Count the lines in the records below that contain the string "Query". Reply with the number only.

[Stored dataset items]
*-*-*

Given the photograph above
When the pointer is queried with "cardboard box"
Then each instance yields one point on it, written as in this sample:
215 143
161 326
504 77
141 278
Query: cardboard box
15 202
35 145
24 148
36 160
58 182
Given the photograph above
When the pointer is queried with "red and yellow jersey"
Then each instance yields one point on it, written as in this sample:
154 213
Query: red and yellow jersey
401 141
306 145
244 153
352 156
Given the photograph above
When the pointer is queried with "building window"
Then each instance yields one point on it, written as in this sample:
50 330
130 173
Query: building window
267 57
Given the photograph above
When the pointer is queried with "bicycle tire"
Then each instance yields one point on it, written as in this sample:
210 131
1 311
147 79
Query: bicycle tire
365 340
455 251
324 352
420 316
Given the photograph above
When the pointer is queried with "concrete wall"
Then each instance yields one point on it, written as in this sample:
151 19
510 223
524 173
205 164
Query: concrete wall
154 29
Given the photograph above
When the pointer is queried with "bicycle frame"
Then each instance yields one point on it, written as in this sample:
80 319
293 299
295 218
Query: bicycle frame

*-*-*

### Output for this task
6